[Texto de partida]
>>>>

LECTURA POSIBLE / 151

HEIL HITLER, EL CERDO ESTÁ MUERTO, DE RUDOLPH HERZOG. UNA CRÓNICA HUMORÍSTICA DEL NAZISMO

En una imaginaria historia cómica del mundo debería haber un capítulo dedicado a esa clase de humor que es producto “de la melancolía de un espíritu que llega a divertirse con aquello mismo que lo entristece”, según escribió Jean Paul. De humor y tristezas sabía algo este autor “bajado de la luna”, como decía Schiller, que perdió el favor del público cuando escribió sus mejores novelas, entre ellas Titán. Esa ironía suya nacida de la melancolía armonizaba bien con el humor popular que convierte a los poderosos en fantoches y que, en lo que se refiere a Alemania, había recibido su partida de bautismo con el Simplicius Simplicissimus de Grimmelshausen, libro satírico y sanchopancesco que sirve de ilustración al carácter más secreto de lo alemán. Esta pequeña historia humorística desembocaría en otro personaje, como Simplicius, reclutado a la fuerza: el valeroso Švejk, cuyo apellido checo apenas oculta su ascendencia germánica. En virtud de ellos, y de la accidentada historia del país y la cultura que los nutrió, el humor alemán ha resultado ser siempre pariente cercano de la guerra.

<<<<

[Material del conjunto]
>>>>

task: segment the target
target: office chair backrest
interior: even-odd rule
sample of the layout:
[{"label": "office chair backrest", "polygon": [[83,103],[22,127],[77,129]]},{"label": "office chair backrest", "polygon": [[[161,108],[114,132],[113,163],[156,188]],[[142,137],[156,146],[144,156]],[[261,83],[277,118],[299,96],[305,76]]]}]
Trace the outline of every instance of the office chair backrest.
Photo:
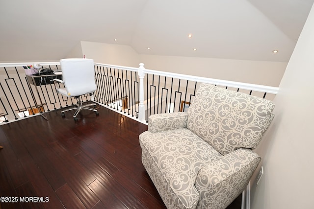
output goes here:
[{"label": "office chair backrest", "polygon": [[60,65],[69,96],[78,96],[96,91],[93,60],[63,59],[60,60]]}]

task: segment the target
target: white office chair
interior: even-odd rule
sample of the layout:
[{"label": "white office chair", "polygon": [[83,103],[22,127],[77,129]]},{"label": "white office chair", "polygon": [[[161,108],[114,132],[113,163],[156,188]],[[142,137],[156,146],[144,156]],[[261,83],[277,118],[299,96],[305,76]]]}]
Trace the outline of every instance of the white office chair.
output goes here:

<<<<

[Tareas propuestas]
A) Responde estas preguntas sobre el texto acerca del humor alemán:
(i) ¿A quién atribuye el texto la idea de que ese humor nace "de la melancolía de un espíritu que llega a divertirse con aquello mismo que lo entristece"?
(ii) ¿Qué novela se cita entre las mejores de ese autor?
(iii) ¿Con qué libro recibió su partida de bautismo el humor popular alemán, según el texto?
B) Prosigue el texto sobre el humor alemán a partir de su última oración.

[Respuestas del ejercicio]
A)
(i) Jean Paul.
(ii) Titán.
(iii) El Simplicius Simplicissimus de Grimmelshausen.

B)
Del humor popular durante el Tercer Reich teníamos noticia a través de los documentos del gueto de Varsovia que fueron conservados por Emanuel Ringelblum, pero faltaba una visión más amplia referida a la propia Alemania. Rudolph Herzog se puso a la tarea hace unos años, y de ello fue resultado un documental que se estrenó en 2006 en la televisión alemana. Como prolongación de este trabajo que en su momento obtuvo gran éxito nos llega ahora el libro Heil Hitler, el cerdo está muerto, que ha publicado entre nosotros la editorial Capitán Swing.

Rudolph Herzog es uno de esos hijos de una celebridad que va consiguiendo poner en pie una obra personal alejada de la sombra del padre. Nacido en 1973, es autor de documentales que se han convertido en libros y a la inversa, y escribió para su padre los guiones de El diamante blanco (2004) y Happy people: A year in the Taiga (2010). Es autor de los documentales Amundsen, perdido en el Ártico (2010) y El agente (2013). Su segundo libro, Una historia corta de la locura nuclear, se publicó el año pasado, habiéndose estrenado hace poco más de un mes su adaptación televisiva.

Heil Hitler, el cerdo está muerto es más que una antología del humor del Tercer Reich, y consigue ser de hecho una historia cómica de los doce años del nacionalsocialismo en el poder, desde 1933 hasta 1945. La presente recopilación reúne información de tres fuentes: el chiste, el cabaret y la prensa escrita, a las que habría que añadir dos apéndices: las emisiones de radio efectuadas para Alemania por la BBC durante los años de guerra y, lógicamente, tratándose del hijo de Werner Herzog, el cine.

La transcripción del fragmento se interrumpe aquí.